→ **Document excerpt**
* * *

Search code examples
pythonpython-3.xtuplesspacynamed-entity-recognition

Merge Tuples in a list - Spacy Trainset related


I have a 'n'(10K or more) tuples in a list like the following below (SpaCy's training format) -

[
('Apple are selling their products on Amazon', {'entities': [(0, 5, 'PROD-ORG')]}),
('Apple are selling their products on Amazon', {'entities': [(36, 42, 'ECOM-ORG')]})
]

The plan is to group same sentences and merge the dictionaries. I obviously went for the brute-force looping idea but that is very slow if I have 10-25K data. Any better/optimal ways to do this?

Desired output -

[('Apple are selling their products on Amazon', {'entities': [(0, 5, 'PROD-ORG'), (36, 42, 'ECOM-ORG')]})]

Solution

  • Use the fact that str in python can be hashed/indexed.

* * *

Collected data
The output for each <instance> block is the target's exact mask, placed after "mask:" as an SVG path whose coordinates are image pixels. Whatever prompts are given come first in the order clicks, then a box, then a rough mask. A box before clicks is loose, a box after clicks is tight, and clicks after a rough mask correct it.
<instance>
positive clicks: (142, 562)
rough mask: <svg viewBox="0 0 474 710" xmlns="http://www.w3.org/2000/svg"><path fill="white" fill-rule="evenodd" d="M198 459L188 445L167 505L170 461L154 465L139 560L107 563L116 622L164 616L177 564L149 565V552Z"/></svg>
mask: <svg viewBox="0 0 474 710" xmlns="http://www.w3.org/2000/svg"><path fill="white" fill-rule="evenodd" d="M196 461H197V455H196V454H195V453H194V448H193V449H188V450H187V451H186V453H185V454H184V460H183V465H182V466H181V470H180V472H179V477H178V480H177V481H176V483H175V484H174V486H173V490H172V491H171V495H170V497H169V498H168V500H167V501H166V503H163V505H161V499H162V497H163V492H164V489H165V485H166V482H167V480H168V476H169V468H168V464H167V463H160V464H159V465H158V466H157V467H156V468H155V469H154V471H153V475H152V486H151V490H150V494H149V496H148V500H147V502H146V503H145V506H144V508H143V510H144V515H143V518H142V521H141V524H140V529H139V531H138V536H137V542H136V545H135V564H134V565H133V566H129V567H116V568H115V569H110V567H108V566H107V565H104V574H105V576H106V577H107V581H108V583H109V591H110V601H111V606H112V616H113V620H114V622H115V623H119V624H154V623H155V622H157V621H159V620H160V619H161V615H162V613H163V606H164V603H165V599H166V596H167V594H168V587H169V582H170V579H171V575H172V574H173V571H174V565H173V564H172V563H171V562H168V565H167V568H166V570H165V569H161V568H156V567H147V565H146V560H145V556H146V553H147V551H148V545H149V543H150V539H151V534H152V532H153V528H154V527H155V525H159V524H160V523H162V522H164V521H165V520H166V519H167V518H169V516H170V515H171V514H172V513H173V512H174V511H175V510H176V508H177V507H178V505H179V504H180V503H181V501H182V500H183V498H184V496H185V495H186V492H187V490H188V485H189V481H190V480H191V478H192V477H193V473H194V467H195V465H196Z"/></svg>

* * *

→ **Exercise instructions**
[1] In the thread on merging SpaCy training tuples, which entity label is attached to the span from character 36 to 42?
[2] Write the next part of the thread on merging SpaCy training tuples, picking up after its final line.

→ **Answers**
[1] ECOM-ORG

[2]
    Here I am using a dictionary with key as the string or 1st element of your tuple

    If you have memory limitations, you can batch it out OR use open-source platform like Google Colab

    temp = [
    ('Apple are selling their products on Amazon', {'entities': [(0, 5, 'PROD-ORG')]}),
    ('Apple are selling their products on Amazon', {'entities': [(36, 42, 'ECOM-ORG')]})
    ]
    data = {}
    for i in temp:
        if i[0] in data:data[i[0]]['entities'].append(i[1]['entities'][0])
        else: data[i[0]]= i[1]
    temp = [(k,v) for i,(k,v) in enumerate(data.items())]
    print(temp)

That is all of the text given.